[Extracted records]
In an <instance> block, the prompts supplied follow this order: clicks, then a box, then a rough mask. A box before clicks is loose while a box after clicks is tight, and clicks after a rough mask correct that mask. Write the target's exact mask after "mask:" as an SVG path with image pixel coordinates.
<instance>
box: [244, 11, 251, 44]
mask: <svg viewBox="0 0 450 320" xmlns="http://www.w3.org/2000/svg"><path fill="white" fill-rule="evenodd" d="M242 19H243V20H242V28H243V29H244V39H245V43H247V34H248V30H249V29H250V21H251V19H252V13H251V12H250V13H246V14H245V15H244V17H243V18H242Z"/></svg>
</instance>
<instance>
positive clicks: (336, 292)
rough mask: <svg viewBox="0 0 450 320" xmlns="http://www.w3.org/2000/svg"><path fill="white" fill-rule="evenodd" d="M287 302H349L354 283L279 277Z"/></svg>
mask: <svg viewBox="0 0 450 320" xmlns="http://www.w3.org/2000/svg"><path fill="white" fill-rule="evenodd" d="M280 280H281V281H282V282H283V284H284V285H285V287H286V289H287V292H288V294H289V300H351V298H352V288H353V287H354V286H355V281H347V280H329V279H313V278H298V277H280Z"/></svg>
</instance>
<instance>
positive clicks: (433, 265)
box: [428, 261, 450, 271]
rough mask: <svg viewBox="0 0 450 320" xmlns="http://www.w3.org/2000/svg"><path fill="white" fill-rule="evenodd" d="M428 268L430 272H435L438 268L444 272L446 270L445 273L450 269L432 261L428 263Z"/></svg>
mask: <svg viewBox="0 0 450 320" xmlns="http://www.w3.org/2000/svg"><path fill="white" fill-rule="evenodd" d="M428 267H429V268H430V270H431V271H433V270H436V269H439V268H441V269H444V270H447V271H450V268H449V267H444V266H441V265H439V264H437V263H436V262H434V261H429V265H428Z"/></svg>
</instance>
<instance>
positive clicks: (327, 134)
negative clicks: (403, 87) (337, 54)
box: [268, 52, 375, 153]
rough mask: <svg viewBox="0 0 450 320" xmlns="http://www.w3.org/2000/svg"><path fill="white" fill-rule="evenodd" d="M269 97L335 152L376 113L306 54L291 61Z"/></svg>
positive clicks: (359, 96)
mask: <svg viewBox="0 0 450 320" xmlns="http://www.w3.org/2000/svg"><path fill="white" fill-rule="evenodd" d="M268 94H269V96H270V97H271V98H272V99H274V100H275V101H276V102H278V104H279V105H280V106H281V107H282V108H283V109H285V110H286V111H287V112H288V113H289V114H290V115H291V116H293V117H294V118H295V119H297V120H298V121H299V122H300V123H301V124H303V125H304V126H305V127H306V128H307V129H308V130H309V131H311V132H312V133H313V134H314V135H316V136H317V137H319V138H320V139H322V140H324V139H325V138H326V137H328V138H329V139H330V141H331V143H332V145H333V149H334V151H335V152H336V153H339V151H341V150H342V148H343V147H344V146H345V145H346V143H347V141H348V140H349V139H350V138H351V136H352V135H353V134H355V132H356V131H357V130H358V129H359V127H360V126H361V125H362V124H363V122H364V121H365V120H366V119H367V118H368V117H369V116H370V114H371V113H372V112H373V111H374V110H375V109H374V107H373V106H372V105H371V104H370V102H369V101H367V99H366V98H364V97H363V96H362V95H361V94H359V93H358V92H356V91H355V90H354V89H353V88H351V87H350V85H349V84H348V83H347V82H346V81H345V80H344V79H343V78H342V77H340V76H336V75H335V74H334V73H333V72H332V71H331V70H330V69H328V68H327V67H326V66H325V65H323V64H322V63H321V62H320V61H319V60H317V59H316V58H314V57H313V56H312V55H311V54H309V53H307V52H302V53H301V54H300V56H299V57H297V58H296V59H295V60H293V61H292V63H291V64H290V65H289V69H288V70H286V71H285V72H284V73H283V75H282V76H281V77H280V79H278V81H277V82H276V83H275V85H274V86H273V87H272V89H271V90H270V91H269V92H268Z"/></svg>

[Goal of the exercise] Retype the listing above in full, exactly as it stands.

[Exercise solution]
In an <instance> block, the prompts supplied follow this order: clicks, then a box, then a rough mask. A box before clicks is loose while a box after clicks is tight, and clicks after a rough mask correct that mask. Write the target's exact mask after "mask:" as an SVG path with image pixel coordinates.
<instance>
box: [244, 11, 251, 44]
mask: <svg viewBox="0 0 450 320" xmlns="http://www.w3.org/2000/svg"><path fill="white" fill-rule="evenodd" d="M242 19H243V20H242V28H243V29H244V39H245V43H247V34H248V30H249V29H250V21H251V19H252V13H251V12H250V13H246V14H245V15H244V17H243V18H242Z"/></svg>
</instance>
<instance>
positive clicks: (336, 292)
rough mask: <svg viewBox="0 0 450 320" xmlns="http://www.w3.org/2000/svg"><path fill="white" fill-rule="evenodd" d="M287 302H349L354 283L279 277Z"/></svg>
mask: <svg viewBox="0 0 450 320" xmlns="http://www.w3.org/2000/svg"><path fill="white" fill-rule="evenodd" d="M280 280H281V281H282V282H283V284H284V285H285V287H286V289H287V292H288V294H289V300H351V298H352V288H353V287H354V286H355V281H347V280H329V279H313V278H298V277H280Z"/></svg>
</instance>
<instance>
positive clicks: (433, 265)
box: [428, 261, 450, 271]
rough mask: <svg viewBox="0 0 450 320" xmlns="http://www.w3.org/2000/svg"><path fill="white" fill-rule="evenodd" d="M428 268L430 272H435L438 268L444 272L446 270L445 273L450 269L432 261L428 263Z"/></svg>
mask: <svg viewBox="0 0 450 320" xmlns="http://www.w3.org/2000/svg"><path fill="white" fill-rule="evenodd" d="M428 267H429V268H430V270H431V271H433V270H436V269H439V268H441V269H444V270H447V271H450V268H449V267H444V266H441V265H439V264H437V263H436V262H434V261H429V265H428Z"/></svg>
</instance>
<instance>
positive clicks: (327, 134)
negative clicks: (403, 87) (337, 54)
box: [268, 52, 375, 153]
rough mask: <svg viewBox="0 0 450 320" xmlns="http://www.w3.org/2000/svg"><path fill="white" fill-rule="evenodd" d="M269 97L335 152L376 113L306 54L291 61Z"/></svg>
positive clicks: (359, 96)
mask: <svg viewBox="0 0 450 320" xmlns="http://www.w3.org/2000/svg"><path fill="white" fill-rule="evenodd" d="M268 94H269V96H270V97H271V98H272V99H274V100H275V101H276V102H278V104H279V105H280V106H281V107H282V108H283V109H285V110H286V111H287V112H288V113H289V114H290V115H291V116H293V117H294V118H295V119H297V120H298V121H299V122H300V123H301V124H303V125H304V126H305V127H306V128H307V129H308V130H309V131H311V132H312V133H313V134H314V135H316V136H317V137H319V138H320V139H322V140H324V139H325V138H326V137H328V138H329V139H330V141H331V143H332V145H333V149H334V151H335V152H336V153H339V151H341V150H342V148H343V147H344V146H345V145H346V143H347V141H348V140H349V139H350V138H351V136H352V135H353V134H355V132H356V131H357V130H358V129H359V127H360V126H361V125H362V124H363V122H364V121H365V120H366V119H367V118H368V117H369V116H370V114H371V113H372V112H373V111H374V110H375V109H374V107H373V106H372V105H371V104H370V102H369V101H367V99H366V98H364V97H363V96H362V95H361V94H359V93H358V92H356V91H355V90H354V89H353V88H351V87H350V85H349V84H348V83H347V82H346V81H345V80H344V79H343V78H342V77H340V76H336V75H335V74H334V73H333V72H332V71H331V70H330V69H328V68H327V67H326V66H325V65H323V64H322V63H321V62H320V61H319V60H317V59H316V58H314V57H313V56H312V55H311V54H309V53H307V52H302V53H301V54H300V56H299V57H297V58H296V59H295V60H293V61H292V63H291V64H290V65H289V69H288V70H286V71H285V72H284V73H283V75H282V76H281V77H280V79H278V81H277V82H276V83H275V85H274V86H273V87H272V89H271V90H270V91H269V92H268Z"/></svg>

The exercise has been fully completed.